**Text excerpt**
- - - -

I sure could use some help and advice on what to check and take care of before putting it into service.

Here's some background on the machine:
Serial number 54218, 12-1994
5hp DC with large cabinet on back
Taper, coolant, DRO, Inch/Metric, electric leadscrew reverse.
Originally sold to Ford Motor Co, we're probably the second owner not counting the machinery dealer.

So far this is what I've done to it:
Shim it level on three points
Clean, clean, and clean.. but not done yet.
Change oil in headstock, DTE light McMaster #2158K14
Change oil in back gear box, DTE medium heavy McMaster #2158K15
Have way oil on hand for apron and tail stock, Vactra #2 McMaster #2158K21
Drain oil in feed gear box. still need to refill with DTE medium heavy
New gaskets for oil level window in feed gear box.

- - - -

**Data excerpts**

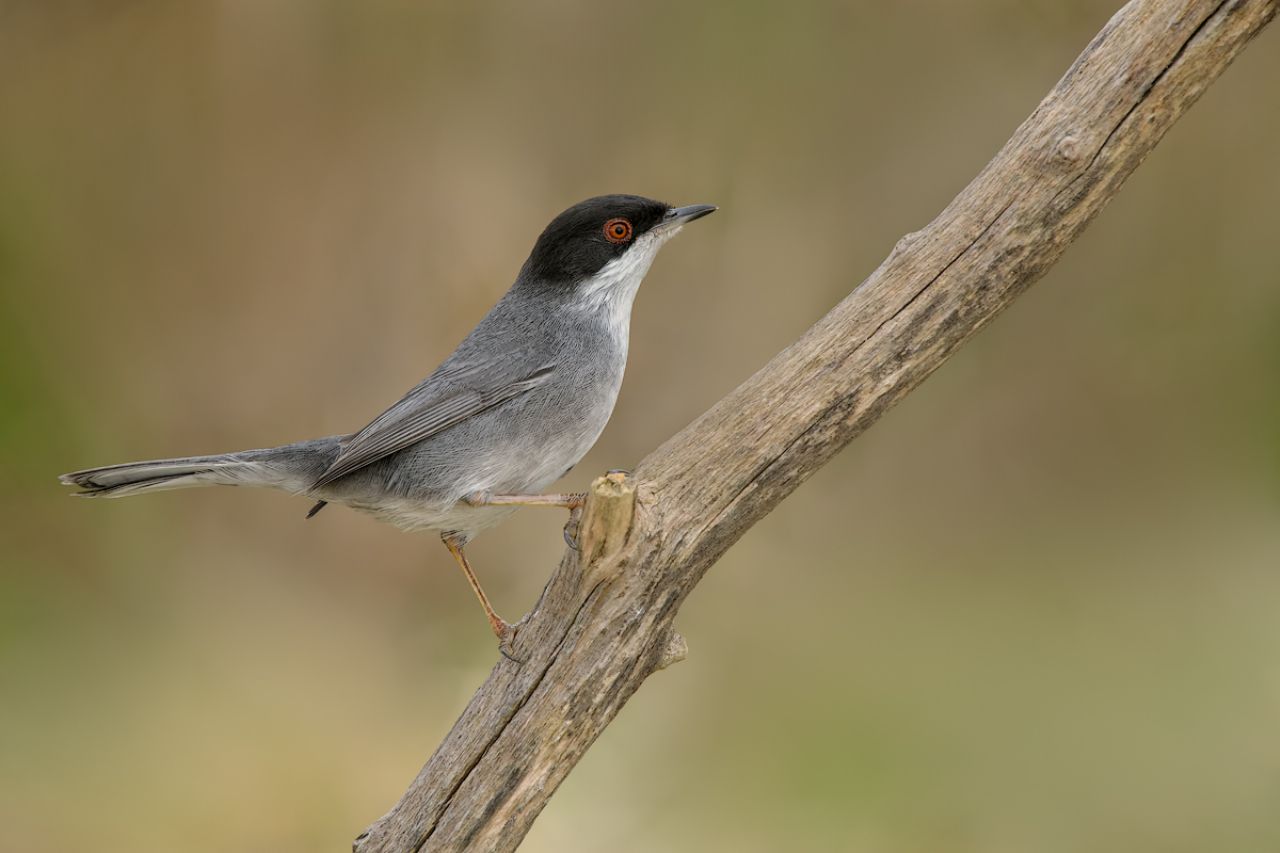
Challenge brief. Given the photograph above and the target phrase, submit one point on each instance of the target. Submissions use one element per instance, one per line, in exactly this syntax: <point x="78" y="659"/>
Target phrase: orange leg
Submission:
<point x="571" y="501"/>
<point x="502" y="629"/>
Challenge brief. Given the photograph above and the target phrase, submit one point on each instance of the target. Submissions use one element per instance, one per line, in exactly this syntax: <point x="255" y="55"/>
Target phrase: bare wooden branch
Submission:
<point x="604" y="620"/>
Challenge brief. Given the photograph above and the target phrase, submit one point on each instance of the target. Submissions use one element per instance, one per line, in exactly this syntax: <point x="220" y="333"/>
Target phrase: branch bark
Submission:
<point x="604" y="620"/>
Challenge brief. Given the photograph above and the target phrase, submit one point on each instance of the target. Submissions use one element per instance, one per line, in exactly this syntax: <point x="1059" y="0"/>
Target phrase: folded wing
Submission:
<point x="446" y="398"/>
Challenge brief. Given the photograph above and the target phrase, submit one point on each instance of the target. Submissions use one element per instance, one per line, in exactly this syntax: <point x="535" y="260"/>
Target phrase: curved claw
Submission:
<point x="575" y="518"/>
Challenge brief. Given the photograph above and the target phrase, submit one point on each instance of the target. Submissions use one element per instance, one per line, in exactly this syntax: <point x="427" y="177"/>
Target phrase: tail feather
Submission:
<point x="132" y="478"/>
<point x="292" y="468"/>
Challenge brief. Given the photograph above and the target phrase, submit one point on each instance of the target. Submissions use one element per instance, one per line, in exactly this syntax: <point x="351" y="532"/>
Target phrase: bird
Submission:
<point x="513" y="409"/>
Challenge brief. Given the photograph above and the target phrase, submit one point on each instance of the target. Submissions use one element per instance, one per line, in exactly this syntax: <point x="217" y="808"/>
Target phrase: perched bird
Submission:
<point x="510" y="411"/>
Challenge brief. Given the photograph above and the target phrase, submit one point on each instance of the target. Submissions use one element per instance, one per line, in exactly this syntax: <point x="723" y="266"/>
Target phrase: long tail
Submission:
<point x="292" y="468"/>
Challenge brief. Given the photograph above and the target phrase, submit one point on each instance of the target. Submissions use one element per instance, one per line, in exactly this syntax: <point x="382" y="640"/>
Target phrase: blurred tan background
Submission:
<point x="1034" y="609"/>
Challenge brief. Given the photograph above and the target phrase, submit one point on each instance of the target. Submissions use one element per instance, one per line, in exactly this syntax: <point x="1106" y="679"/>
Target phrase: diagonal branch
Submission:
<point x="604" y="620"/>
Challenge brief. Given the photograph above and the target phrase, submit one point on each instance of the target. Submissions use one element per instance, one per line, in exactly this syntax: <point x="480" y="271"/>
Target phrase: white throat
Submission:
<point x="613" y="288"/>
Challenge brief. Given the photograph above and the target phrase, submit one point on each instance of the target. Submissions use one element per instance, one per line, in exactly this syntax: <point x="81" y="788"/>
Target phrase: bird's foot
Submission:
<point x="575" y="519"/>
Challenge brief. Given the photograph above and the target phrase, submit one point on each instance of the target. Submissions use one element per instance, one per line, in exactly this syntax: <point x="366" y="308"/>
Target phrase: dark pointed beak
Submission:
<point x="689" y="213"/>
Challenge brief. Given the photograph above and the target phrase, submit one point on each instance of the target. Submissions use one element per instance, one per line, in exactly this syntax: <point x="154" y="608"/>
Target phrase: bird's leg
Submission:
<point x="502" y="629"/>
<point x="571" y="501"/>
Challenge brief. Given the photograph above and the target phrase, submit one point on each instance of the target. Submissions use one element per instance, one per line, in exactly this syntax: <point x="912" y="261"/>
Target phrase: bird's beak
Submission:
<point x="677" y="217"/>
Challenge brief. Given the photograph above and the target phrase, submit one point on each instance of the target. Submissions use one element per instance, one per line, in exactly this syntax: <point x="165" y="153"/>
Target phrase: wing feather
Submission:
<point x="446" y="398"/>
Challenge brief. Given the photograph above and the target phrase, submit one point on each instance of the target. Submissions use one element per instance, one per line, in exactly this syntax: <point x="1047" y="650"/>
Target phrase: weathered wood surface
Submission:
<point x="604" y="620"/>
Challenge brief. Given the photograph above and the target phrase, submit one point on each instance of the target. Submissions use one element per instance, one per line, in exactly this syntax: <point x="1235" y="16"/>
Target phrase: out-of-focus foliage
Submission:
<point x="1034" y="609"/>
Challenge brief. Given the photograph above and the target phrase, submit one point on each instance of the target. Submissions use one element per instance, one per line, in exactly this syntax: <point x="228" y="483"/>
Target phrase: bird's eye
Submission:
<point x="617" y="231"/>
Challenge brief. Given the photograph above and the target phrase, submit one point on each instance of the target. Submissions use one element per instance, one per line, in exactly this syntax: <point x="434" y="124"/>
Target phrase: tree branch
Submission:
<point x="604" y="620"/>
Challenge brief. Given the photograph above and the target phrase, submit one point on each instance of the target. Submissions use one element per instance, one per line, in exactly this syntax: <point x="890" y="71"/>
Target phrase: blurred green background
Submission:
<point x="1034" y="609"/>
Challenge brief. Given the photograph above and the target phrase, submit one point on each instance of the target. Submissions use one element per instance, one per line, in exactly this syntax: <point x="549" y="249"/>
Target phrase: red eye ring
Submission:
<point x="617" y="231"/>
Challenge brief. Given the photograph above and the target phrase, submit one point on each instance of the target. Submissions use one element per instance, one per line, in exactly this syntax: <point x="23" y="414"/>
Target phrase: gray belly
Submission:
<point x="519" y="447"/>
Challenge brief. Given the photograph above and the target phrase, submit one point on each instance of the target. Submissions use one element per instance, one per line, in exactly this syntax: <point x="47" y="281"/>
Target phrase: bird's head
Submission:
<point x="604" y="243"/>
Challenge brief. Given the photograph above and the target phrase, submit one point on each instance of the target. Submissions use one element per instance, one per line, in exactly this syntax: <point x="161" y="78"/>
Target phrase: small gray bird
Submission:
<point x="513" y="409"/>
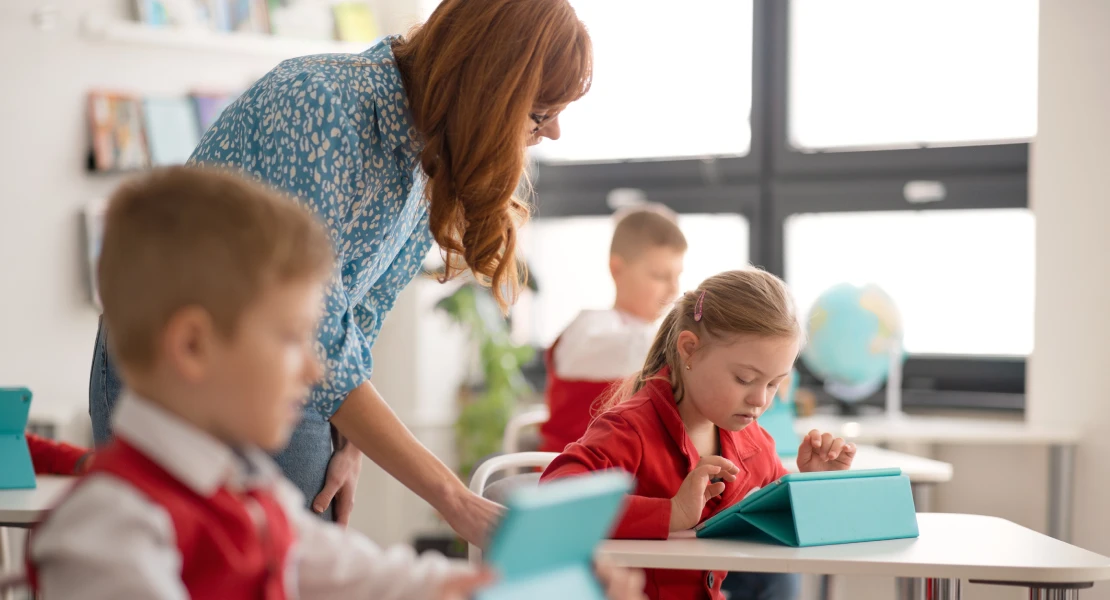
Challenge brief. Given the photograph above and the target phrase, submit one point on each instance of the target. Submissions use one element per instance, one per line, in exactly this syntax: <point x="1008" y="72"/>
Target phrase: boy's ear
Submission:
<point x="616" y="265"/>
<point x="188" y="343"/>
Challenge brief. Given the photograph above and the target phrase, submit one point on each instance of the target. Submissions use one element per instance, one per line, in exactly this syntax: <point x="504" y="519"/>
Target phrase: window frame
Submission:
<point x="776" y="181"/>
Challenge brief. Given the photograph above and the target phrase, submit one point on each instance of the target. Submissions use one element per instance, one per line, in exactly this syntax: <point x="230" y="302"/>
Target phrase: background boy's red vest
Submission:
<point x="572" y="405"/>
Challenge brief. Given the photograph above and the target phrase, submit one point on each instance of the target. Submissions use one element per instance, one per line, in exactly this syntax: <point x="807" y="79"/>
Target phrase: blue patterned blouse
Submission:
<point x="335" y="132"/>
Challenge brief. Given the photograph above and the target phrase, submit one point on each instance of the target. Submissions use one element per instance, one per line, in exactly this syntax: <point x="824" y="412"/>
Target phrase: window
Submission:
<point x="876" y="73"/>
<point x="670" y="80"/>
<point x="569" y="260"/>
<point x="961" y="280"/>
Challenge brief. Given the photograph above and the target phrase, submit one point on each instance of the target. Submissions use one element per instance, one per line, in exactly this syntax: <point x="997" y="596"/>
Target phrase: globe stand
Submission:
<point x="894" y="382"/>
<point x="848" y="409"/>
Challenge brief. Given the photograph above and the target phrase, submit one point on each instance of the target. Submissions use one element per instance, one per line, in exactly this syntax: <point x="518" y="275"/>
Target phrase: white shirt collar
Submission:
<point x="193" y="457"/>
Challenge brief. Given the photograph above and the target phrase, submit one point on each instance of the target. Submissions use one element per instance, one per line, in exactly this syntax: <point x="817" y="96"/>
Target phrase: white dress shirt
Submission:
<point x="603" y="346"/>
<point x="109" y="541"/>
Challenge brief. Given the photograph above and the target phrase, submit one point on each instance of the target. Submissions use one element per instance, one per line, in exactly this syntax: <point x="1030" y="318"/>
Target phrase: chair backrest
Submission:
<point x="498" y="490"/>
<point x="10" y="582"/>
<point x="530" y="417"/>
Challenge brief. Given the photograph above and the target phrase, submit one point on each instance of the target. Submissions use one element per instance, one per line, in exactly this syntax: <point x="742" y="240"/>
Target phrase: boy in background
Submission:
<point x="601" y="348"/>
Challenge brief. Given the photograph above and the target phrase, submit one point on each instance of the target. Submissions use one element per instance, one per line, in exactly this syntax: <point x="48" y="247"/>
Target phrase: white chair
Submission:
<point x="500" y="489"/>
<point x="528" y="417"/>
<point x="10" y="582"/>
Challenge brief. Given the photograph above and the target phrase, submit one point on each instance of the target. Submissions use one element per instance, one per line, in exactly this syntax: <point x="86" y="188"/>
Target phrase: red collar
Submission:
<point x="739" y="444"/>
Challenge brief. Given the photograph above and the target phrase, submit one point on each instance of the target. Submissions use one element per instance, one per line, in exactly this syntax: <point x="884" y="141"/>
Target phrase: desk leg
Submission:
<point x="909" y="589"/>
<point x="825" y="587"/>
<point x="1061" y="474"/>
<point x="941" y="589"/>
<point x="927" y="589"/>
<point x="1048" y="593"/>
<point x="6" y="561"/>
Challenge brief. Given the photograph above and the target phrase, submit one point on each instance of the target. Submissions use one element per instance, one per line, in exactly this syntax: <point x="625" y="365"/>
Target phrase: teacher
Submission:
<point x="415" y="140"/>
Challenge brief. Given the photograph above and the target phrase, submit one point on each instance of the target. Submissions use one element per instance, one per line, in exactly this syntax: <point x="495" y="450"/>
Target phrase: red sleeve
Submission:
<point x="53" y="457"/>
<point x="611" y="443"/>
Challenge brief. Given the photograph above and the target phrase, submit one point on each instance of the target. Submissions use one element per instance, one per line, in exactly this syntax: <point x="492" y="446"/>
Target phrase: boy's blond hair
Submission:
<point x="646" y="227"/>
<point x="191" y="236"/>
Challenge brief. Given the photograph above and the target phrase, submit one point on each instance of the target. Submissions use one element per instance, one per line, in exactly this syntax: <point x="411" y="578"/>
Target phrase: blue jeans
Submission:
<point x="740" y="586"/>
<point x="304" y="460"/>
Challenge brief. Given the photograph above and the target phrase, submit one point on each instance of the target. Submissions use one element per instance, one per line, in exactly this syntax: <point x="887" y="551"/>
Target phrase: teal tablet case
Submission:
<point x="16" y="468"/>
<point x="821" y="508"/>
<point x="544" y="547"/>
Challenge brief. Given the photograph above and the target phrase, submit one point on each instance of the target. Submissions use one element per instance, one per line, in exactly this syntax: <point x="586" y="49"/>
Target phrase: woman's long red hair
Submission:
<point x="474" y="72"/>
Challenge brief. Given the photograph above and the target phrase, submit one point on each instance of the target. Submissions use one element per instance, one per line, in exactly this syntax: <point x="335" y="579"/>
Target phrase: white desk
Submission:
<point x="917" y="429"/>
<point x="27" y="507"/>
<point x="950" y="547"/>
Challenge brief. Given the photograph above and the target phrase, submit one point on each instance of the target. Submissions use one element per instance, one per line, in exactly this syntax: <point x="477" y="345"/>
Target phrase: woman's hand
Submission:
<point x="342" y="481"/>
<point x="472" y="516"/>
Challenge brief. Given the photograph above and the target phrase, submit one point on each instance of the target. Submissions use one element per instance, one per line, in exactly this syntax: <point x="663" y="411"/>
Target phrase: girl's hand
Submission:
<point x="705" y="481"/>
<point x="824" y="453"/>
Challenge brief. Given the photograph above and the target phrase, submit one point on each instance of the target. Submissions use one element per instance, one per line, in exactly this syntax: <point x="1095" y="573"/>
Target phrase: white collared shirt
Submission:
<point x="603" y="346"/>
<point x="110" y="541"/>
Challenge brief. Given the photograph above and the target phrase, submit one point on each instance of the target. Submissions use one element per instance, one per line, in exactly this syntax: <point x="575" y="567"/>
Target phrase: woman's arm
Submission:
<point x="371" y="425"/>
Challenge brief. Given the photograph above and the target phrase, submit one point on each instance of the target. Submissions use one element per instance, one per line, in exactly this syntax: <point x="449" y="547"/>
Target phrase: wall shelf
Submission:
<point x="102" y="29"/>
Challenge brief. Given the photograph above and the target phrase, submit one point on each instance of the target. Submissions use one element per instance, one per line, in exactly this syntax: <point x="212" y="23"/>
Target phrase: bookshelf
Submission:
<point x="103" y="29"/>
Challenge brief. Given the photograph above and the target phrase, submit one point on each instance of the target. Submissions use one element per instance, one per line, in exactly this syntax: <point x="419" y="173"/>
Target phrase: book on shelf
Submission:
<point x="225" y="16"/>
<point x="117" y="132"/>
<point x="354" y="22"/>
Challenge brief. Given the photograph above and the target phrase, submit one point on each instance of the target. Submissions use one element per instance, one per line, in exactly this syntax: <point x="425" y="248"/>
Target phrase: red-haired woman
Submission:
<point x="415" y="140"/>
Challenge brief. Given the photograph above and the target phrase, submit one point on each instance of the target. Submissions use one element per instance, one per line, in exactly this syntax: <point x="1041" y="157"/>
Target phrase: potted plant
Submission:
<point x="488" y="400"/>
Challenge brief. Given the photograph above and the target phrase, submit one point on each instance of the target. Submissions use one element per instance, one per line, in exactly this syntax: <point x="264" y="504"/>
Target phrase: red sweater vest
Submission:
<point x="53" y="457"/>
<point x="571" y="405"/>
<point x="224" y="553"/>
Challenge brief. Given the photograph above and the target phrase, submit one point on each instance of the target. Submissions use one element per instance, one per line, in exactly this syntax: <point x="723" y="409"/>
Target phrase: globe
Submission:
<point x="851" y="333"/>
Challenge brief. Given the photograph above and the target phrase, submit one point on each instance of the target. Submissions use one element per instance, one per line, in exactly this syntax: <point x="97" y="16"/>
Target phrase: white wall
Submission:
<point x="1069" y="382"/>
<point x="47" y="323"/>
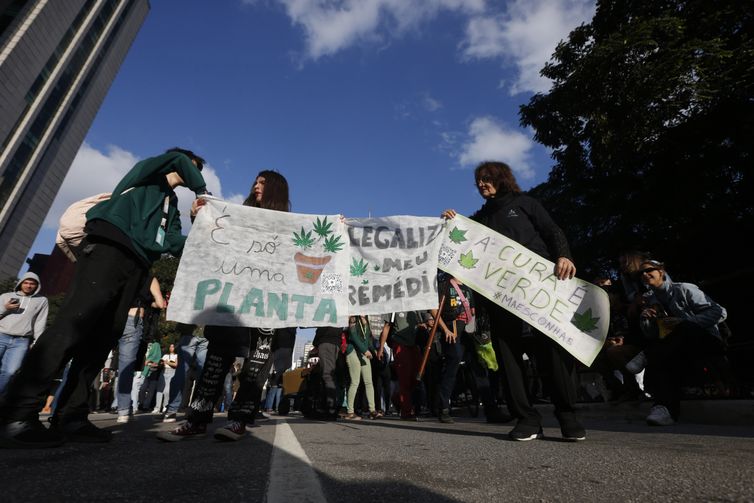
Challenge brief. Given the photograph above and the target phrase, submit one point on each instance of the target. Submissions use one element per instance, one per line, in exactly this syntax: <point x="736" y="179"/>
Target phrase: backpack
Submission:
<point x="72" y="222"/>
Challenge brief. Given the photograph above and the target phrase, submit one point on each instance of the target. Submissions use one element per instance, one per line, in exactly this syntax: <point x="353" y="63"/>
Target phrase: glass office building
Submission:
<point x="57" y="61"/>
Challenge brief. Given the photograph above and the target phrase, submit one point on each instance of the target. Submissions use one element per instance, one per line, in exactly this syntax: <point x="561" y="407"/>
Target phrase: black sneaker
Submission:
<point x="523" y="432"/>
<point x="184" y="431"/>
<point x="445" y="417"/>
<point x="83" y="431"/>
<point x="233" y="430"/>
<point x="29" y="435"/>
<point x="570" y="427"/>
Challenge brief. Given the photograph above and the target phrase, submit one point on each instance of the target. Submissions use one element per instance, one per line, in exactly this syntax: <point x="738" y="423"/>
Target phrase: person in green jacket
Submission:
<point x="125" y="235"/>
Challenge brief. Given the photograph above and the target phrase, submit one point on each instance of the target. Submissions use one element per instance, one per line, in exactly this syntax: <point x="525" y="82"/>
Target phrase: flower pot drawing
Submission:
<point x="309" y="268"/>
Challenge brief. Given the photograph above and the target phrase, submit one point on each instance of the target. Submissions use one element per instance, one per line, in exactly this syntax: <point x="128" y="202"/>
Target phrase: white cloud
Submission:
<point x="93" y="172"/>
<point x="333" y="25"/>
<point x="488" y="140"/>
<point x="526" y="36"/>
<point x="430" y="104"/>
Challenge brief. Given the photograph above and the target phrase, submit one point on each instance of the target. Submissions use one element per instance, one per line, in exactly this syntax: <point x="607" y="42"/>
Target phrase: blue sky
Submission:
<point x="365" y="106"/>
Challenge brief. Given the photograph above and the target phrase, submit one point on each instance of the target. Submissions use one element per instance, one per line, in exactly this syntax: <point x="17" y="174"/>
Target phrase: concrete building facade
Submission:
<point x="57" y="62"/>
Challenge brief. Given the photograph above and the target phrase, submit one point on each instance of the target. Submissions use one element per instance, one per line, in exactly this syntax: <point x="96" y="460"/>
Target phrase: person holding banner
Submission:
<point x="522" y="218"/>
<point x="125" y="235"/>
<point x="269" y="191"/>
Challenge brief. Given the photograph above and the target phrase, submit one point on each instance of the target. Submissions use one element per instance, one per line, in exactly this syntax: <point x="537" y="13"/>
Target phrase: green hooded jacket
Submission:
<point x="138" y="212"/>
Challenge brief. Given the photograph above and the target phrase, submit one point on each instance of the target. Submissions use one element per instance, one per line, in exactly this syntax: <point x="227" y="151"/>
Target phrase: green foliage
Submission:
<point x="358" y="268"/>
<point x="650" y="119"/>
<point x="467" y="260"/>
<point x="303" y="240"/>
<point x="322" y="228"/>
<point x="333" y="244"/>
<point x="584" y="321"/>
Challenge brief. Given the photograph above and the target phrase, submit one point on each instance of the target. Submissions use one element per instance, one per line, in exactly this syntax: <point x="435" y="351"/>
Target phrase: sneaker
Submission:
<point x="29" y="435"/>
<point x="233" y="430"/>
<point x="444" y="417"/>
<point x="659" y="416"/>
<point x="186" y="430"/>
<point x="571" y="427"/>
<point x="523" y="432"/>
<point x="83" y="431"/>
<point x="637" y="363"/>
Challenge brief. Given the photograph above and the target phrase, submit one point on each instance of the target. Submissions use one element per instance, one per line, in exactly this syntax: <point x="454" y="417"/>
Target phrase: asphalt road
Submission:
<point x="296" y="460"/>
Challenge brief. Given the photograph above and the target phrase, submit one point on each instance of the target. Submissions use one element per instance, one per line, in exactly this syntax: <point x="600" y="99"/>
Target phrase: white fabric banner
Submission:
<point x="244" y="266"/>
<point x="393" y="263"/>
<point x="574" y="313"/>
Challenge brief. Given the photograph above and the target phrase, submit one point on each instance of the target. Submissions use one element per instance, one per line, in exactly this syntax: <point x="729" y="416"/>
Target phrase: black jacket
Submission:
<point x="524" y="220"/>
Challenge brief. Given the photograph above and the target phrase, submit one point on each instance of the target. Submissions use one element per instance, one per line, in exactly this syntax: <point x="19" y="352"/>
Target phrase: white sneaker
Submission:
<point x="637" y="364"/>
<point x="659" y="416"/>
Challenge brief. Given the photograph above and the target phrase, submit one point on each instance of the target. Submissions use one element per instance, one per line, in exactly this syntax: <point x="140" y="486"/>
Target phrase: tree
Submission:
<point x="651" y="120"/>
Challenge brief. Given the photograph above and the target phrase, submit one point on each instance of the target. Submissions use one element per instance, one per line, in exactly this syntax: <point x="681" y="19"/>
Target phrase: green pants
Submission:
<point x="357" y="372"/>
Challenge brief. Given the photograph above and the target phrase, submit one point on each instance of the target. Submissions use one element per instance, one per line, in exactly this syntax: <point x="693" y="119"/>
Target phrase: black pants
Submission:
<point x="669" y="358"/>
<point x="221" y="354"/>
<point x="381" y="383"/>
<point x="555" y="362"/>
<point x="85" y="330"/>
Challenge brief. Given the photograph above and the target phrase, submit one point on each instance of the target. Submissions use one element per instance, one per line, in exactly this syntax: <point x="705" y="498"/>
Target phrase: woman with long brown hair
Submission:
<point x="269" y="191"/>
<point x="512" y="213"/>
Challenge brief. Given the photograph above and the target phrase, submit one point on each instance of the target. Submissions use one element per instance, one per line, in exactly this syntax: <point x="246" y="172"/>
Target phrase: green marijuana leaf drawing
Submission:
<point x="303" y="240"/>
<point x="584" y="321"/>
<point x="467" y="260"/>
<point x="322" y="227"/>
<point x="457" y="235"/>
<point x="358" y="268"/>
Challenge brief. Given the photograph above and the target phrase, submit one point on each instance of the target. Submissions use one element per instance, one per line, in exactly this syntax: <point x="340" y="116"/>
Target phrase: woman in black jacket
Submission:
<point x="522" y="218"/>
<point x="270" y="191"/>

- - - -

From the lathe notes above, extract the stretch from "Here's some background" through "the machinery dealer.".

**Complete answer**
Here's some background on the machine:
Serial number 54218, 12-1994
5hp DC with large cabinet on back
Taper, coolant, DRO, Inch/Metric, electric leadscrew reverse.
Originally sold to Ford Motor Co, we're probably the second owner not counting the machinery dealer.